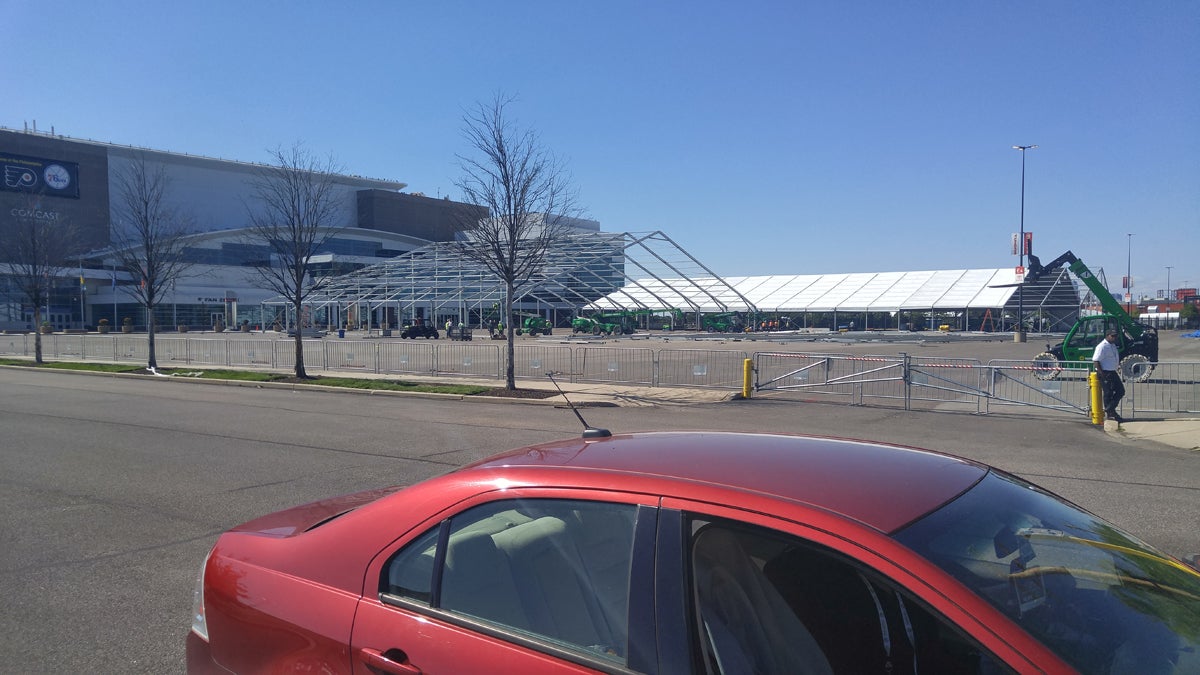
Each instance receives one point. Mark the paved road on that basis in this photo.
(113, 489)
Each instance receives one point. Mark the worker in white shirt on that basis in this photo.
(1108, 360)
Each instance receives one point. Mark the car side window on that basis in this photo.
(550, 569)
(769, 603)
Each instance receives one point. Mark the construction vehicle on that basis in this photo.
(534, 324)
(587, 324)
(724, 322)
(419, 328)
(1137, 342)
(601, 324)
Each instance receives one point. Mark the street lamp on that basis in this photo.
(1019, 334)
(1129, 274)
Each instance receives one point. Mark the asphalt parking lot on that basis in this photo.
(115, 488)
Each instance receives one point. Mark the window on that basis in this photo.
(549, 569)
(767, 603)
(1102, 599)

...

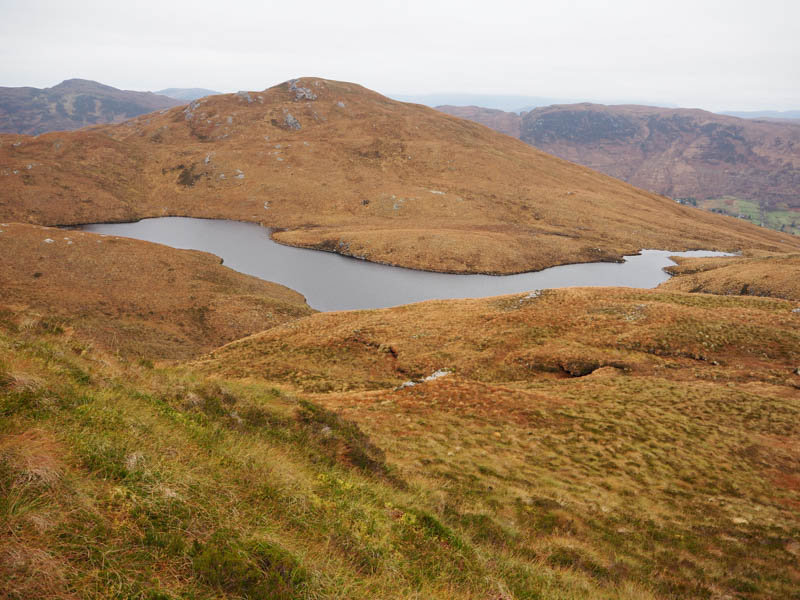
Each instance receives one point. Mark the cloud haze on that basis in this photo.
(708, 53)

Prompt ▸
Begin at the line that has "Each instance receives one point. Mark the window" and stop after the line that has "(1102, 599)". Switch "window" to "pane" and write out only those lines again, leaving everything else unchanged.

Worked answer ▸
Each instance receives one point. Mark the pane on that basis in this photo.
(549, 569)
(767, 603)
(1102, 599)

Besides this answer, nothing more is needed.